Records supplied:
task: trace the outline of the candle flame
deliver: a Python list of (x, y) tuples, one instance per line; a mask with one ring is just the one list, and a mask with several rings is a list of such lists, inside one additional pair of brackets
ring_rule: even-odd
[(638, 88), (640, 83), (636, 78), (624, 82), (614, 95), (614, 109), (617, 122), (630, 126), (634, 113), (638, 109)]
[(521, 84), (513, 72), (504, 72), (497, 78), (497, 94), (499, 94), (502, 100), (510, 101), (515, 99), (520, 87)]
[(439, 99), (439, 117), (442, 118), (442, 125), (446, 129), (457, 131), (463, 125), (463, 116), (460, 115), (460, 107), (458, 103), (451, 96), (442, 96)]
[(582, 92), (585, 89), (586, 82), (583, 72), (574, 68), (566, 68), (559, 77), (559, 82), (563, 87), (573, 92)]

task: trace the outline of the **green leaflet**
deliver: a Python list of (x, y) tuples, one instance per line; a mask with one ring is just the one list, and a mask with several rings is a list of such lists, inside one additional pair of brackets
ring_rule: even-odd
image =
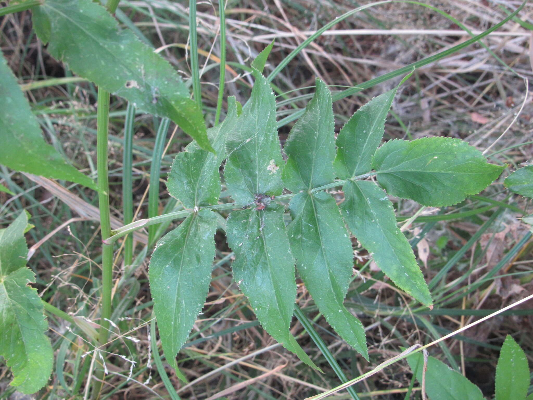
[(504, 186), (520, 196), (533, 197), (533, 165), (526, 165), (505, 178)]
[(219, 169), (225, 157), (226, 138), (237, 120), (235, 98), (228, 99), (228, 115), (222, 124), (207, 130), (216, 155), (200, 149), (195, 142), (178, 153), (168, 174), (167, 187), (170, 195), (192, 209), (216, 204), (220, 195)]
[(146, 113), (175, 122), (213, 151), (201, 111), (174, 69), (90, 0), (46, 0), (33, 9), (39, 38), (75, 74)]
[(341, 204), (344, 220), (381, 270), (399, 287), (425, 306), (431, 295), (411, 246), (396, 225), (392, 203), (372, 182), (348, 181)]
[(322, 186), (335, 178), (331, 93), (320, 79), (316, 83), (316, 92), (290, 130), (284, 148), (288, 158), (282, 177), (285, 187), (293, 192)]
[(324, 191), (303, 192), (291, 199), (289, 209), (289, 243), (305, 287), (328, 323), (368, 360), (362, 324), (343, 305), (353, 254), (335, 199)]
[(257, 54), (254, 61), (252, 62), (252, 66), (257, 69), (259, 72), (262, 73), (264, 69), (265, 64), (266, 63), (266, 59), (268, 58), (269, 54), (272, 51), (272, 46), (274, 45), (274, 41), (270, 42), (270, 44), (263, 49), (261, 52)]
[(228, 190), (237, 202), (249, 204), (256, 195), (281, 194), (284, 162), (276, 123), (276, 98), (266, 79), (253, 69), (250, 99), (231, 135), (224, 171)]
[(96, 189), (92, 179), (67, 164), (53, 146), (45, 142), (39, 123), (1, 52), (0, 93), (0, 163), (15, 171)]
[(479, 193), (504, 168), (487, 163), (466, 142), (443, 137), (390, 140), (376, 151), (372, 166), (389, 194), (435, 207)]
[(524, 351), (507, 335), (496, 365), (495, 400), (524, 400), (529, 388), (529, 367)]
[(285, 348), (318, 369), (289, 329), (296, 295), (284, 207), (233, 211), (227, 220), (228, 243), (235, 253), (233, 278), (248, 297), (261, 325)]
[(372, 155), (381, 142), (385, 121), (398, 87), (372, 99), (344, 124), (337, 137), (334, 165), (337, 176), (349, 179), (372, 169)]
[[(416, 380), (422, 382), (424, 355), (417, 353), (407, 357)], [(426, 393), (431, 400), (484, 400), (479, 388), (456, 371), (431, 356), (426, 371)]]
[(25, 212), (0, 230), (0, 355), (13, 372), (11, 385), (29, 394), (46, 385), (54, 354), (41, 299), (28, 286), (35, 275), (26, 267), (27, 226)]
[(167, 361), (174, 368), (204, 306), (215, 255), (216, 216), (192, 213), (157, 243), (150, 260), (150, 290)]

Work to do: Convert the listing, from its first line through the line that contains "87), (573, 92)]", into a JSON list of strings with one string per line and no blank lines.

Problem solution:
[
  "task: trace the outline of the candle flame",
  "deliver: a Python list of (x, y) tuples, one instance per line; a mask with one ring is just the one list, and a mask with several rings is a list of such lists, inside one additional pair of brackets",
  "ring_rule: even-odd",
  "[(638, 88), (640, 83), (636, 78), (624, 82), (614, 95), (614, 109), (617, 122), (630, 126), (634, 113), (638, 109)]",
  "[(521, 84), (513, 72), (504, 72), (497, 78), (497, 94), (499, 94), (502, 100), (510, 101), (515, 99), (520, 87)]",
  "[(439, 99), (439, 117), (442, 118), (442, 125), (446, 129), (457, 131), (463, 125), (463, 116), (460, 115), (460, 107), (458, 103), (451, 96), (442, 96)]",
  "[(582, 92), (585, 89), (586, 82), (583, 72), (574, 68), (566, 68), (559, 77), (559, 82), (563, 87), (573, 92)]"
]